» **What the task asks**:
Extract each line of the entries below that contains the word "window".

» **Data to use**:
— START —
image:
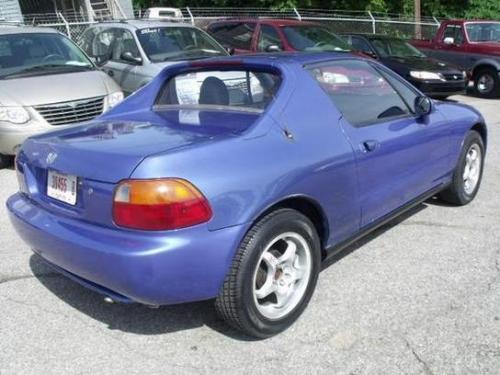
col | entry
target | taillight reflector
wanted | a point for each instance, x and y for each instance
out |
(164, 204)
— END —
— START —
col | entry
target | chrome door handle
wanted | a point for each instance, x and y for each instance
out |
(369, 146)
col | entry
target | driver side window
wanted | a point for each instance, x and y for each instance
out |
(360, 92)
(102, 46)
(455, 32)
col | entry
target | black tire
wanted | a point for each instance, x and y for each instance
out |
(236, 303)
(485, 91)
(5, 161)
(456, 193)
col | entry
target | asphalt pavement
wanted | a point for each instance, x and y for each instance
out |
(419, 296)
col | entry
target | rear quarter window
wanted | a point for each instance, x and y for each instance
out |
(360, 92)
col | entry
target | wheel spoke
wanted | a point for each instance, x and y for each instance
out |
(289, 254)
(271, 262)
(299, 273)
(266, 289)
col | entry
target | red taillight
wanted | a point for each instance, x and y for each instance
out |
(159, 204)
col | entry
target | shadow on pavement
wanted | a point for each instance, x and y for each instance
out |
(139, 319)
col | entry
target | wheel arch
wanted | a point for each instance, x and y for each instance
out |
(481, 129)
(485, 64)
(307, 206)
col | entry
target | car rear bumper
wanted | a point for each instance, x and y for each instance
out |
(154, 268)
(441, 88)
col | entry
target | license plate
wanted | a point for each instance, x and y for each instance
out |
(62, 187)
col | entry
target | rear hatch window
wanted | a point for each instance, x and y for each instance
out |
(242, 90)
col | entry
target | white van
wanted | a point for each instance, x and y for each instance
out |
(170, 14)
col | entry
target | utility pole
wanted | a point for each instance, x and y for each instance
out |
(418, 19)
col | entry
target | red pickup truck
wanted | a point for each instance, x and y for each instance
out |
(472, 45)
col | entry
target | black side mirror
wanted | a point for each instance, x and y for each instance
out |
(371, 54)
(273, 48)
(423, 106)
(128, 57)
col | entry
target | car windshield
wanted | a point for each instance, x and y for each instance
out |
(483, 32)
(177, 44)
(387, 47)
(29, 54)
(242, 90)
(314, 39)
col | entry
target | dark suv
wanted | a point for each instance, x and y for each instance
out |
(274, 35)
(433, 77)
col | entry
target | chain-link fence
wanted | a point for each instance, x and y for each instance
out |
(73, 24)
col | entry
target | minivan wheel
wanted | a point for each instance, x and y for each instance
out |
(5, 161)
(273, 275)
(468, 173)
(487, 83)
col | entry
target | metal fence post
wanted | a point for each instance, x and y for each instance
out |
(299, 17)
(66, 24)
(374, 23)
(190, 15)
— END —
— START —
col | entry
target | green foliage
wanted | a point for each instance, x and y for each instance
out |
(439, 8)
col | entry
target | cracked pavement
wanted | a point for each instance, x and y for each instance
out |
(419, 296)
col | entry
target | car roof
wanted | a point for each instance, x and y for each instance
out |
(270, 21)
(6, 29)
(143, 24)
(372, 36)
— END —
» **Answer**:
target | driver side window
target | rear quarter window
target | rear hatch window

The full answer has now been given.